Items for identifying locations:
──────────────────────────────
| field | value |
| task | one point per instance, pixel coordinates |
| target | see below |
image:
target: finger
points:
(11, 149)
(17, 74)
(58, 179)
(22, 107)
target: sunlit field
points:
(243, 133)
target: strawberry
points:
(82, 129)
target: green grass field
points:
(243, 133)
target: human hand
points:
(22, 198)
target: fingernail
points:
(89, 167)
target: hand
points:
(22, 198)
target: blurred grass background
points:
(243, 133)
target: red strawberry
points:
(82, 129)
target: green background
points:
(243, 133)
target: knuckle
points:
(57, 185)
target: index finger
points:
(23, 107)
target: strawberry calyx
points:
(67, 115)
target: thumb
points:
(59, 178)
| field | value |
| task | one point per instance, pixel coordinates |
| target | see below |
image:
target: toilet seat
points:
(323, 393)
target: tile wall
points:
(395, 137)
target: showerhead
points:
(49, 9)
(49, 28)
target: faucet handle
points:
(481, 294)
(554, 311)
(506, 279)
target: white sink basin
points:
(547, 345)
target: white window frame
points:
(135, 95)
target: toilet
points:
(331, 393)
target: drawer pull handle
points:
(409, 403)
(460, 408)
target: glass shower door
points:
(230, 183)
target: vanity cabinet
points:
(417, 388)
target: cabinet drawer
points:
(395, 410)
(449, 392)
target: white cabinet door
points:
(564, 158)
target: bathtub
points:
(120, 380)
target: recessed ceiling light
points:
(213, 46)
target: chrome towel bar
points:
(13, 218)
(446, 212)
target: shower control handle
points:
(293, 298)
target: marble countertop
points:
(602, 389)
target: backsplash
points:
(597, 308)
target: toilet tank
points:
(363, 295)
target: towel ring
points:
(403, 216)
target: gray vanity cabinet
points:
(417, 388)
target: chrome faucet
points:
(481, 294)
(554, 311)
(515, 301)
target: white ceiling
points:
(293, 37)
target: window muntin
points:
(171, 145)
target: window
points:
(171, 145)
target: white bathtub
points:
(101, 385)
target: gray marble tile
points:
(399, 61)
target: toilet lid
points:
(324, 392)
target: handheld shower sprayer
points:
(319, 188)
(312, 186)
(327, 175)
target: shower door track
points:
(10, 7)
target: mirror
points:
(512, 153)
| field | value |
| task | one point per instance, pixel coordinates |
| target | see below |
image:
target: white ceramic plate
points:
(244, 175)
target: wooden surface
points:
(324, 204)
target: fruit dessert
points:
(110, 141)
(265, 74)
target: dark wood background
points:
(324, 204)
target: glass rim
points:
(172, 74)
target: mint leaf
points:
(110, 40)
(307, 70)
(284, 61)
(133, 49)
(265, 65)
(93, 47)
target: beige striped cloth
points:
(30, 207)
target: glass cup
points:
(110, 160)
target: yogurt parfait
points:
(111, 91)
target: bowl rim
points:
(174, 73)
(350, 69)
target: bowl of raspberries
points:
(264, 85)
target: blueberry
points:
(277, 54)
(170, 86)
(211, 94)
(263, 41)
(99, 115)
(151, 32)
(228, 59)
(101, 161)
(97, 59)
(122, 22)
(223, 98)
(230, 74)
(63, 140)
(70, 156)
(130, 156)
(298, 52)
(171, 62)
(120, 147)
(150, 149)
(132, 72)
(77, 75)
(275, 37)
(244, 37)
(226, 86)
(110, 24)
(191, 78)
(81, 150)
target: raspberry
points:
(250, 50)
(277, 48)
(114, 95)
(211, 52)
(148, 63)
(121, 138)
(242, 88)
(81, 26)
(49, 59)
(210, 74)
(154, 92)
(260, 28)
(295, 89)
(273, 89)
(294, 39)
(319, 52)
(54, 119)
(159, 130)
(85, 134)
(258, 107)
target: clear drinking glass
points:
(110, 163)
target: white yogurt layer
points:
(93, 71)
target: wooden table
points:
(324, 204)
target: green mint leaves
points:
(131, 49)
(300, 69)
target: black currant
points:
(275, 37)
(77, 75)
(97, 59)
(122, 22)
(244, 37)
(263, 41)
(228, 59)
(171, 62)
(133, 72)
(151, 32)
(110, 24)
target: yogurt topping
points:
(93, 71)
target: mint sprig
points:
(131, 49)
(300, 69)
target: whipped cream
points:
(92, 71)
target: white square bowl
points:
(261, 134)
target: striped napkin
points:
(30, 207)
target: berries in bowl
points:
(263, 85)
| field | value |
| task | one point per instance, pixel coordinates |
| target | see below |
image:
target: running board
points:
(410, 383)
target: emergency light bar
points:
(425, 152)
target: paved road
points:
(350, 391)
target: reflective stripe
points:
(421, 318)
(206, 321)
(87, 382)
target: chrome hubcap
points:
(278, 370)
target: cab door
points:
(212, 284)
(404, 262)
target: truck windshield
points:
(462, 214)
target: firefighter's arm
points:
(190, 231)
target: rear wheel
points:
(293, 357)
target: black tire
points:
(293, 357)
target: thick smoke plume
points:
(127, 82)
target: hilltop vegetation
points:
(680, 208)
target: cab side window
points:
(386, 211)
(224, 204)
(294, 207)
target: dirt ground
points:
──────────────────────────────
_Exercise directions_
Copy every one of the lines above, character for character.

_Task result_
| field | value |
| task | one point per instance, pixel coordinates |
| target | see below |
image:
target: finger
points:
(11, 149)
(17, 74)
(58, 179)
(22, 107)
target: sunlit field
points:
(243, 133)
target: strawberry
points:
(82, 129)
target: green grass field
points:
(243, 133)
target: human hand
points:
(22, 198)
target: fingernail
points:
(89, 167)
target: hand
points:
(22, 198)
target: blurred grass background
points:
(243, 133)
target: red strawberry
points:
(82, 129)
target: green background
points:
(243, 133)
target: knuckle
points:
(57, 185)
target: index finger
points:
(23, 107)
target: strawberry calyx
points:
(67, 115)
target: thumb
points:
(59, 178)
| field | value |
| task | one point per instance, pixel coordinates |
| target | see below |
image:
target: toilet seat
points:
(323, 393)
target: tile wall
points:
(395, 137)
target: showerhead
points:
(49, 9)
(49, 28)
target: faucet handle
points:
(481, 294)
(554, 311)
(506, 279)
target: white sink basin
points:
(547, 345)
target: white window frame
points:
(135, 95)
target: toilet
points:
(331, 393)
target: drawer pull handle
points:
(409, 403)
(460, 408)
target: glass shower door
points:
(230, 183)
target: vanity cabinet
points:
(417, 388)
target: cabinet drawer
points:
(395, 410)
(449, 392)
target: white cabinet door
points:
(564, 158)
target: bathtub
points:
(120, 380)
target: recessed ceiling light
points:
(213, 46)
target: chrome towel bar
points:
(13, 218)
(446, 212)
target: shower control handle
points:
(293, 298)
target: marble countertop
points:
(602, 389)
target: backsplash
points:
(597, 308)
target: toilet tank
points:
(363, 295)
target: towel ring
points:
(403, 216)
target: gray vanity cabinet
points:
(417, 388)
target: chrome faucet
points:
(481, 294)
(554, 311)
(515, 301)
target: white ceiling
points:
(293, 37)
target: window muntin
points:
(171, 145)
target: window
points:
(171, 145)
target: white bathtub
points:
(101, 385)
target: gray marble tile
points:
(399, 61)
target: toilet lid
points:
(324, 392)
target: handheld shower sprayer
points:
(319, 188)
(312, 186)
(327, 175)
target: shower door track
points:
(10, 7)
target: mirror
points:
(512, 153)
| field | value |
| task | one point per instance, pixel coordinates |
| target | see below |
image:
target: white ceramic plate
points:
(244, 175)
target: wooden surface
points:
(324, 204)
target: fruit dessert
points:
(110, 141)
(265, 74)
target: dark wood background
points:
(324, 204)
target: glass rim
points:
(172, 74)
target: mint leaf
points:
(110, 40)
(307, 70)
(284, 61)
(133, 49)
(265, 65)
(93, 47)
target: beige striped cloth
points:
(30, 207)
target: glass cup
points:
(110, 160)
target: yogurt parfait
points:
(111, 91)
target: bowl rim
points:
(174, 73)
(350, 69)
target: bowl of raspberries
points:
(264, 85)
target: blueberry
points:
(277, 54)
(170, 86)
(211, 94)
(263, 41)
(99, 115)
(151, 32)
(228, 59)
(101, 161)
(97, 59)
(122, 22)
(223, 98)
(230, 74)
(63, 140)
(70, 156)
(130, 156)
(298, 52)
(171, 62)
(120, 147)
(150, 149)
(132, 72)
(77, 75)
(275, 37)
(244, 37)
(226, 86)
(110, 24)
(191, 78)
(81, 150)
target: raspberry
points:
(250, 50)
(277, 48)
(114, 95)
(211, 52)
(148, 63)
(121, 138)
(242, 88)
(81, 26)
(49, 59)
(210, 74)
(154, 92)
(260, 28)
(295, 89)
(273, 89)
(294, 39)
(319, 52)
(54, 119)
(159, 130)
(85, 134)
(258, 107)
target: clear drinking glass
points:
(110, 163)
target: white yogurt layer
points:
(93, 71)
target: wooden table
points:
(324, 204)
target: green mint leaves
points:
(131, 49)
(300, 69)
target: black currant
points:
(275, 37)
(77, 75)
(97, 59)
(122, 22)
(244, 37)
(263, 41)
(228, 59)
(171, 62)
(133, 72)
(151, 32)
(110, 24)
target: yogurt topping
points:
(93, 71)
target: mint sprig
points:
(131, 49)
(300, 69)
target: whipped cream
points:
(92, 71)
target: white square bowl
points:
(261, 134)
target: striped napkin
points:
(30, 207)
target: berries in bowl
points:
(263, 85)
| field | value |
| task | one point per instance, pixel coordinates |
| target | see below |
image:
target: running board
points:
(410, 383)
target: emergency light bar
points:
(425, 152)
target: paved road
points:
(350, 391)
target: reflective stripe
points:
(421, 318)
(206, 321)
(87, 382)
target: chrome hubcap
points:
(278, 370)
target: cab door
points:
(212, 284)
(404, 262)
target: truck windshield
points:
(462, 214)
target: firefighter's arm
points:
(190, 231)
target: rear wheel
points:
(293, 357)
target: black tire
points:
(293, 357)
target: thick smoke plume
points:
(127, 82)
target: hilltop vegetation
points:
(680, 208)
target: cab side window
points:
(386, 211)
(224, 204)
(294, 207)
target: dirt ground
points:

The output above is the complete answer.